-- Begin Provided entries --

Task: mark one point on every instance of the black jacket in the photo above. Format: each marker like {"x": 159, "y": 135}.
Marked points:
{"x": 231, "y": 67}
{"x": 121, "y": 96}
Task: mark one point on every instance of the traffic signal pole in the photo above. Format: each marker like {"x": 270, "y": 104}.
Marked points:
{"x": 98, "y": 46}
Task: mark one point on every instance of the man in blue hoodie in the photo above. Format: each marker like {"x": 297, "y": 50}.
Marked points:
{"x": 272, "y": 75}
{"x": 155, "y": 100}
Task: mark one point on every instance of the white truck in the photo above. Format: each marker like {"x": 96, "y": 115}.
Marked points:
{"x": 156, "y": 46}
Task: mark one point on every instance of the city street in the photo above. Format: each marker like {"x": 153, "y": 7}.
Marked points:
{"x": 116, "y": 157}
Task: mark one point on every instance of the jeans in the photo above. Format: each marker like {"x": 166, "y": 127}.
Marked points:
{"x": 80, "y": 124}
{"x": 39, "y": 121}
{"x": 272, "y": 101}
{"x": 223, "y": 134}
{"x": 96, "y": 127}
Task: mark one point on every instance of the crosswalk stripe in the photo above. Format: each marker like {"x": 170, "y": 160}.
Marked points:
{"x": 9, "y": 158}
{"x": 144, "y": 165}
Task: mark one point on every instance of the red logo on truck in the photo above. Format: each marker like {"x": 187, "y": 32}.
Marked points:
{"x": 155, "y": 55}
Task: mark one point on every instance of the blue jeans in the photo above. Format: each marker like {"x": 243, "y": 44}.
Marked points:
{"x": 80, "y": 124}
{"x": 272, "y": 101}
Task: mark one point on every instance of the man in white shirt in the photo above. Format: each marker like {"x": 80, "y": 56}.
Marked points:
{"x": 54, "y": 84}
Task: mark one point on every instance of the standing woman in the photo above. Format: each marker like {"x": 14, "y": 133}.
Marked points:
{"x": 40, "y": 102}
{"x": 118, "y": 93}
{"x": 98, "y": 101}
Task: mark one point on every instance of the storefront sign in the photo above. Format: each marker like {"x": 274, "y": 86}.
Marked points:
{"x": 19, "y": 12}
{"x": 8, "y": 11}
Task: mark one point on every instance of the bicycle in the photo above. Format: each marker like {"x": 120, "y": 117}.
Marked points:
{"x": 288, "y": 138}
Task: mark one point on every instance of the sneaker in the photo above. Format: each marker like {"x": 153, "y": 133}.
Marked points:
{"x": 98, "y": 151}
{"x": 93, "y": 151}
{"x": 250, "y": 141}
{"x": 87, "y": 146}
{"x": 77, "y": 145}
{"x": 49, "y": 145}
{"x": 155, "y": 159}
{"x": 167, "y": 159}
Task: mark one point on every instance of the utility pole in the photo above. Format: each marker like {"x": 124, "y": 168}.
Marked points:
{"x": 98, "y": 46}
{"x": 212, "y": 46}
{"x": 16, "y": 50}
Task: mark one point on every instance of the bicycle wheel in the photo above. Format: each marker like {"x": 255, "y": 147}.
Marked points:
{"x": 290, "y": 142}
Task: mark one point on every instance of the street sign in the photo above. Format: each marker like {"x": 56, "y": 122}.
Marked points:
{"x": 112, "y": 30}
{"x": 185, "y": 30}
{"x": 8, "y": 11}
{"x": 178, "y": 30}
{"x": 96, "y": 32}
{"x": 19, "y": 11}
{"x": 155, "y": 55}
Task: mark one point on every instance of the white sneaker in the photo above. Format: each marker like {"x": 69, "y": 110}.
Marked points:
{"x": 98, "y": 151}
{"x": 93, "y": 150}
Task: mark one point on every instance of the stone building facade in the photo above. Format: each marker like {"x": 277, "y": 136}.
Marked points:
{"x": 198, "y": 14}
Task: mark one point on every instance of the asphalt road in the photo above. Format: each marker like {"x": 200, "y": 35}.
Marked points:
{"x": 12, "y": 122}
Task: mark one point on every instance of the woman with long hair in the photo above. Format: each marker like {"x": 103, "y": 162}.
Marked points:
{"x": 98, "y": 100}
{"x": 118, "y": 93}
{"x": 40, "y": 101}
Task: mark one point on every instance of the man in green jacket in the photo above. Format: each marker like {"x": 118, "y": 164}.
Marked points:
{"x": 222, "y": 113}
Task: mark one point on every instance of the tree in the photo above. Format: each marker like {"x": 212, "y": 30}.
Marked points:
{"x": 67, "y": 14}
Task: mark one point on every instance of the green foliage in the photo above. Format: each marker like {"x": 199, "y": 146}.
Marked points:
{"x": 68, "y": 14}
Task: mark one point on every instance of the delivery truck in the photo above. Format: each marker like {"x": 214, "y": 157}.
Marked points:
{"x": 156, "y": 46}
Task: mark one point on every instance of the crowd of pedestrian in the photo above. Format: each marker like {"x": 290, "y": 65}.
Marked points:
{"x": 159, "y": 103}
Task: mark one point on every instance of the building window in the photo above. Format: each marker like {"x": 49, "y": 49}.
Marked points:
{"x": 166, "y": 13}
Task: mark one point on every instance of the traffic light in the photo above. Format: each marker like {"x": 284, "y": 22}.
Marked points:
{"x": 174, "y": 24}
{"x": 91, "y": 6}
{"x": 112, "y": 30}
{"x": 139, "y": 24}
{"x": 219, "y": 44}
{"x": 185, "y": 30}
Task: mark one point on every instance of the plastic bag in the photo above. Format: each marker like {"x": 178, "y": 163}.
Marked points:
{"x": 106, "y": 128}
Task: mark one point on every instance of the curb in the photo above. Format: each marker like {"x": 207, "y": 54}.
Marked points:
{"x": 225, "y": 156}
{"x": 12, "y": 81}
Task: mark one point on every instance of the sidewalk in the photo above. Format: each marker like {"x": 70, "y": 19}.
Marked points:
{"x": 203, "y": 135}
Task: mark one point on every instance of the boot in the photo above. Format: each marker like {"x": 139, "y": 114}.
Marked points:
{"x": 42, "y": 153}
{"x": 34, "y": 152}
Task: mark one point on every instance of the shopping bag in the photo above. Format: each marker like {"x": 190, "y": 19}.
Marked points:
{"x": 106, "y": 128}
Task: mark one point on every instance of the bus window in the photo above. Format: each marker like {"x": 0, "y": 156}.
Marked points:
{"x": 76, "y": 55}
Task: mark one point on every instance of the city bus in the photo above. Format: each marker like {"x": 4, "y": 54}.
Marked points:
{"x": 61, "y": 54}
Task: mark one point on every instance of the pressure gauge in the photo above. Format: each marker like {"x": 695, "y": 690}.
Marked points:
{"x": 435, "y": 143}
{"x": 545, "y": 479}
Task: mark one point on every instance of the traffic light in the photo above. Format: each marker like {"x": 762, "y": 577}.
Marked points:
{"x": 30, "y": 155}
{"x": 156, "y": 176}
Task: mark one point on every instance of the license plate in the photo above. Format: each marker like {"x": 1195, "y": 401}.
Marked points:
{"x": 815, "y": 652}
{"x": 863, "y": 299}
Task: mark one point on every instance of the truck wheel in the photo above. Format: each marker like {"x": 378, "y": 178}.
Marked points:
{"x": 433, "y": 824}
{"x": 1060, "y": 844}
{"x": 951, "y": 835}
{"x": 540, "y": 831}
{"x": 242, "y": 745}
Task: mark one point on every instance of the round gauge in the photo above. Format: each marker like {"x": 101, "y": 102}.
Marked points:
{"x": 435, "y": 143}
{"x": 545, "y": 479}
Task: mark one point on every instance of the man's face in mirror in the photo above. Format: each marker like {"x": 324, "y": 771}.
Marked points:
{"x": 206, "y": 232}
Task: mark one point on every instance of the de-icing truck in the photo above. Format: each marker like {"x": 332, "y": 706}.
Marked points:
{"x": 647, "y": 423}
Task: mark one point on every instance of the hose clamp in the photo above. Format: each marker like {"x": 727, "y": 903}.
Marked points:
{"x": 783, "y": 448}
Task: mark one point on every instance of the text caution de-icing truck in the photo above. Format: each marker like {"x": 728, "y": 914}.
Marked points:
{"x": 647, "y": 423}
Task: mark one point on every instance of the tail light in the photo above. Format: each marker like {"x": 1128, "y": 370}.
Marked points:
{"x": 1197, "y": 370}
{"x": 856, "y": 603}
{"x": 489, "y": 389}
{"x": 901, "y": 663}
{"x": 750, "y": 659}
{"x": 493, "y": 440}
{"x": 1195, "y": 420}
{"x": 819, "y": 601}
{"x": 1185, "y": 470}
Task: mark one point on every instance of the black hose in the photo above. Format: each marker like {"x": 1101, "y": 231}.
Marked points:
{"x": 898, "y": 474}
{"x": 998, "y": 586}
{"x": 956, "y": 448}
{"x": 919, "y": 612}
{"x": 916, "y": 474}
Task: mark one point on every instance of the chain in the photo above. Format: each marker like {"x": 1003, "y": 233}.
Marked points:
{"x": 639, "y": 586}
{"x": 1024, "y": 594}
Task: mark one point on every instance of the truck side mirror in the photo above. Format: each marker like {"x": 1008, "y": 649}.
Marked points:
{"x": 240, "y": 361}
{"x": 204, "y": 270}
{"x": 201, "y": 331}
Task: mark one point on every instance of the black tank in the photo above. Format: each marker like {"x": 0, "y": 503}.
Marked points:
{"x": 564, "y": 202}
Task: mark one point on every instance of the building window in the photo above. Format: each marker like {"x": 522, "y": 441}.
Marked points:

-- End Provided entries --

_Requirements_:
Return the line that contains "Task: mark one point on every instance of the chain" along with every line after it through the end of the entries, exactly, adding nothing.

_Response_:
Task: mark one point on every instance of the chain in the photo above. Format: each marker like {"x": 1003, "y": 233}.
Marked points:
{"x": 639, "y": 586}
{"x": 1024, "y": 594}
Task: mark one point on every instance of the truck side mirror in the photo above. Format: each marker like {"x": 1008, "y": 649}.
Marked points:
{"x": 240, "y": 361}
{"x": 204, "y": 270}
{"x": 201, "y": 331}
Task: mark one point on every instance of the black tank in the photo above. Format: each marker like {"x": 0, "y": 503}.
Marked points:
{"x": 564, "y": 202}
Task: mark one point on every instance of the building window in the photo above. Format: each marker like {"x": 522, "y": 441}.
Marked points:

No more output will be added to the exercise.